WORK TO COMPLETE => Reproduce verbatim the lines below, from the line containing "Phrase: chin" up to and including the final line.

PROVIDED ENTRIES =>
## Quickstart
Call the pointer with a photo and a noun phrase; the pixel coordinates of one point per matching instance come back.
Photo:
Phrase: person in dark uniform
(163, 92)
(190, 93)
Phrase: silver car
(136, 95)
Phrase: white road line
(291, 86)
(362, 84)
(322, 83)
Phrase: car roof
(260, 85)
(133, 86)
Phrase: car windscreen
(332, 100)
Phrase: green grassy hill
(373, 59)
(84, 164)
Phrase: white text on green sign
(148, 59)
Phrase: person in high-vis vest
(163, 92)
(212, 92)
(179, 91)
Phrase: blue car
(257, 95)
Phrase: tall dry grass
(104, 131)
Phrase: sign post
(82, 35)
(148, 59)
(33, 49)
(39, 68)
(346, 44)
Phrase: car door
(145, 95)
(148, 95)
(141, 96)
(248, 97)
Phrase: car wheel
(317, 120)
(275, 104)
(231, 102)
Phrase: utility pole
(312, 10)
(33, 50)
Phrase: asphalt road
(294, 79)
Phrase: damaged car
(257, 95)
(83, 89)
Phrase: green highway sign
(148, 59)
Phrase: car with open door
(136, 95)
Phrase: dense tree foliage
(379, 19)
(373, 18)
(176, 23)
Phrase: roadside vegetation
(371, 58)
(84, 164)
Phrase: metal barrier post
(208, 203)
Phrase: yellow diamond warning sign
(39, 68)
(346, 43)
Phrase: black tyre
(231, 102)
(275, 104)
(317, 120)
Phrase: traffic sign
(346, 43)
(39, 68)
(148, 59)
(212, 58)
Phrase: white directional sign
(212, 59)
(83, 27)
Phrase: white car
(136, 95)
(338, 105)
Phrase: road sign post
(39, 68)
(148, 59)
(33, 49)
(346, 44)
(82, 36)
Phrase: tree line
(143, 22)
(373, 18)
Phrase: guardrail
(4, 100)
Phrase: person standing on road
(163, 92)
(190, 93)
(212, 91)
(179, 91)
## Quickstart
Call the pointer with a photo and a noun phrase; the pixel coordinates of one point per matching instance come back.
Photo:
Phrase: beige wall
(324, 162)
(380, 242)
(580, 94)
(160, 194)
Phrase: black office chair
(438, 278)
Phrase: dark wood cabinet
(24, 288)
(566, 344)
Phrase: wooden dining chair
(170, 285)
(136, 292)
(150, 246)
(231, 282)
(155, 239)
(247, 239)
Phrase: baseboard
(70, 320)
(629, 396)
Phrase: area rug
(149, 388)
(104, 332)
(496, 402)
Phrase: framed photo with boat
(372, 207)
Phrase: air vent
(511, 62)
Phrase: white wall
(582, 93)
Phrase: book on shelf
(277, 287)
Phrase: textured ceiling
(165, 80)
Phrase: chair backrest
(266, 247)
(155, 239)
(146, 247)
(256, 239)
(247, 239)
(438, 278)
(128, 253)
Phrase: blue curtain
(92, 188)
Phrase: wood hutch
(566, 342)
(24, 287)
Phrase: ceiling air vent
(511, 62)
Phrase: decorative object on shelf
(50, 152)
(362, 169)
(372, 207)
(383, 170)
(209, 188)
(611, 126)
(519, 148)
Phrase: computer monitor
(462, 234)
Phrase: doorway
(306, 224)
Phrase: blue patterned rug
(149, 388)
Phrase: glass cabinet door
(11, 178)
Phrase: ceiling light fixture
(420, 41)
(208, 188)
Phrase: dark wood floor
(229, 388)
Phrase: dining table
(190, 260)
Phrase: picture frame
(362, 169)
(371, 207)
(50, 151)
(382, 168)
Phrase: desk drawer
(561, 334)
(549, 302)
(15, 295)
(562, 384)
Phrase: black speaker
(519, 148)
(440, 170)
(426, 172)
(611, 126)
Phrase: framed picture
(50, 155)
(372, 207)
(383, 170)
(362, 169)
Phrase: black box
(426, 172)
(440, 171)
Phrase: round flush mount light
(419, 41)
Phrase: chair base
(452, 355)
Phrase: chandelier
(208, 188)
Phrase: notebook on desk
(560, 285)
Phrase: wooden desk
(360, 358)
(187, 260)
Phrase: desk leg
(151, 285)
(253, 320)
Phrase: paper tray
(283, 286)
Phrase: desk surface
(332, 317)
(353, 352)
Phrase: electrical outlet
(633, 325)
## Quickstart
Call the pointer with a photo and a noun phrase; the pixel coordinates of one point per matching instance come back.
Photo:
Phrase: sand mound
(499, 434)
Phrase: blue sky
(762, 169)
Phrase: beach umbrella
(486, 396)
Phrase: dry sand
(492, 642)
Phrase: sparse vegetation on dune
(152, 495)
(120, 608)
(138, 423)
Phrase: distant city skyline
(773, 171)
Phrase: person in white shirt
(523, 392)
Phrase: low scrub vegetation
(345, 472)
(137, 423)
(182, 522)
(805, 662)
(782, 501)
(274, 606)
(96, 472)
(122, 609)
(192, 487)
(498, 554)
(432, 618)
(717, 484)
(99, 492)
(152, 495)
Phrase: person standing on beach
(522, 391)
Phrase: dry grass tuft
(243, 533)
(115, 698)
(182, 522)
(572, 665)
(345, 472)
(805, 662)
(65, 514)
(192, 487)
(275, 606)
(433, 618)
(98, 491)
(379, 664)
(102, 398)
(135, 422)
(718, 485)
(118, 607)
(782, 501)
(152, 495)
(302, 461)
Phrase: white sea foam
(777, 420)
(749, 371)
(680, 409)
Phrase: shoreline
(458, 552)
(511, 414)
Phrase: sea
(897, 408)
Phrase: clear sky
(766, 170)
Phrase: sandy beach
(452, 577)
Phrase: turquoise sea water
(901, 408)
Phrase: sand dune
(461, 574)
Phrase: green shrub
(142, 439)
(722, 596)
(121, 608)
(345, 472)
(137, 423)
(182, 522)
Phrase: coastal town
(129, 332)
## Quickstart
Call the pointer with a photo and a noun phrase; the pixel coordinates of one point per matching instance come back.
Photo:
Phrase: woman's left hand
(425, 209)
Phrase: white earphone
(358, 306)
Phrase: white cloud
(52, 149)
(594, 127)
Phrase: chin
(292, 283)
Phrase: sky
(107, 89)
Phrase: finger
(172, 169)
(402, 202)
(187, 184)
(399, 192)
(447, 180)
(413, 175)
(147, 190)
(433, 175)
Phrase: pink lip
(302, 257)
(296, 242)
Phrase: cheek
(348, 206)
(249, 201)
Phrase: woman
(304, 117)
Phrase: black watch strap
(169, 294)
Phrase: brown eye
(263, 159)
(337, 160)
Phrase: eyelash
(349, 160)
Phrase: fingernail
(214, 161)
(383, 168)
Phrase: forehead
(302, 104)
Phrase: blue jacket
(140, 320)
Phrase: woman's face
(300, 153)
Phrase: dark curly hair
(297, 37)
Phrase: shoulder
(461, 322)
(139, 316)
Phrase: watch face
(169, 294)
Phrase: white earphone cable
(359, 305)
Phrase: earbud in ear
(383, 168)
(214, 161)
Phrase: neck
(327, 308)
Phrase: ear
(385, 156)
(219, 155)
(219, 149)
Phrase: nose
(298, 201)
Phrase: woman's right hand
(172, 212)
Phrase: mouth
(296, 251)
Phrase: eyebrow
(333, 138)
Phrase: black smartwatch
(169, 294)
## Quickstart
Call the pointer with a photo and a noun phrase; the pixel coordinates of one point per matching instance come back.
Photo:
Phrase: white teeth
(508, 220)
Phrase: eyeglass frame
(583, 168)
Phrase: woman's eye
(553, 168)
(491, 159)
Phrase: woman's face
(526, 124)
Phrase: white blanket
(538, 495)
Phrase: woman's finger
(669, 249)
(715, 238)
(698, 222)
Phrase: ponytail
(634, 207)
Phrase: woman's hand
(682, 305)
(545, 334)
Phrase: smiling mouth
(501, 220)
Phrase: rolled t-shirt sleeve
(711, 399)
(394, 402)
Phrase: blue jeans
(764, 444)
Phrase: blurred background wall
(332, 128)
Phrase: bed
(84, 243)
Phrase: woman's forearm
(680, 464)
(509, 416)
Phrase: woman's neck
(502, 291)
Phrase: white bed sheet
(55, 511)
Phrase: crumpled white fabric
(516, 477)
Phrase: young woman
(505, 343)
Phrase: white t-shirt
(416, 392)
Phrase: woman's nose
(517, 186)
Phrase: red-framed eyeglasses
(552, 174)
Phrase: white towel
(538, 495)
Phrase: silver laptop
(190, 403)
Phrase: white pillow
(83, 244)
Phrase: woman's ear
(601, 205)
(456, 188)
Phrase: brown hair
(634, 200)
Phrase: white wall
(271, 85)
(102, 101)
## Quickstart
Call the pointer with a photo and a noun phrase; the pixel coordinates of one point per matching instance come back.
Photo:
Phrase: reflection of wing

ANSWER =>
Phrase: chin
(292, 283)
Phrase: sky
(107, 89)
Phrase: finger
(172, 169)
(402, 202)
(187, 184)
(399, 192)
(447, 180)
(413, 175)
(147, 190)
(433, 175)
Phrase: pink lip
(302, 257)
(296, 242)
Phrase: cheek
(348, 206)
(249, 201)
Phrase: woman
(304, 117)
Phrase: black watch strap
(169, 294)
Phrase: brown eye
(263, 159)
(337, 160)
Phrase: eyelash
(349, 160)
Phrase: fingernail
(214, 161)
(383, 168)
Phrase: forehead
(302, 104)
Phrase: blue jacket
(140, 320)
Phrase: woman's face
(300, 153)
Phrase: dark curly hair
(297, 37)
Phrase: shoulder
(461, 322)
(139, 316)
Phrase: watch face
(169, 294)
Phrase: white earphone cable
(359, 305)
Phrase: earbud in ear
(383, 168)
(214, 161)
Phrase: neck
(327, 308)
Phrase: ear
(385, 156)
(219, 155)
(219, 149)
Phrase: nose
(298, 201)
Phrase: woman's right hand
(172, 212)
Phrase: mouth
(296, 251)
Phrase: eyebrow
(333, 138)
Phrase: black smartwatch
(169, 294)
## Quickstart
Call the pointer with a photo and a noun phrase; the pixel coordinates of one point per matching instance come back.
Photo:
Phrase: white teeth
(508, 220)
Phrase: eyeglass frame
(583, 168)
Phrase: woman's eye
(553, 168)
(491, 159)
Phrase: woman's face
(526, 124)
Phrase: white blanket
(538, 495)
Phrase: woman's finger
(669, 249)
(715, 238)
(698, 222)
Phrase: ponytail
(634, 207)
Phrase: woman's hand
(682, 305)
(545, 334)
Phrase: smiling mouth
(501, 220)
Phrase: rolled t-shirt sleeve
(711, 399)
(394, 402)
Phrase: blue jeans
(764, 444)
Phrase: blurred background wall
(332, 128)
Phrase: bed
(84, 243)
Phrase: woman's forearm
(680, 464)
(509, 416)
Phrase: woman's neck
(502, 291)
Phrase: white bed sheet
(55, 511)
Phrase: crumpled white fabric
(516, 477)
Phrase: young woman
(505, 343)
Phrase: white t-shirt
(416, 392)
Phrase: woman's nose
(517, 186)
Phrase: red-framed eyeglasses
(552, 174)
Phrase: white towel
(538, 495)
Phrase: silver laptop
(190, 403)
Phrase: white pillow
(83, 244)
Phrase: woman's ear
(601, 205)
(456, 188)
Phrase: brown hair
(634, 200)
Phrase: white wall
(271, 85)
(102, 101)
## Quickstart
Call the pointer with a photo and a noun phrase; the pixel coordinates of one point per matching instance come back.
Photo:
Phrase: reflection of wing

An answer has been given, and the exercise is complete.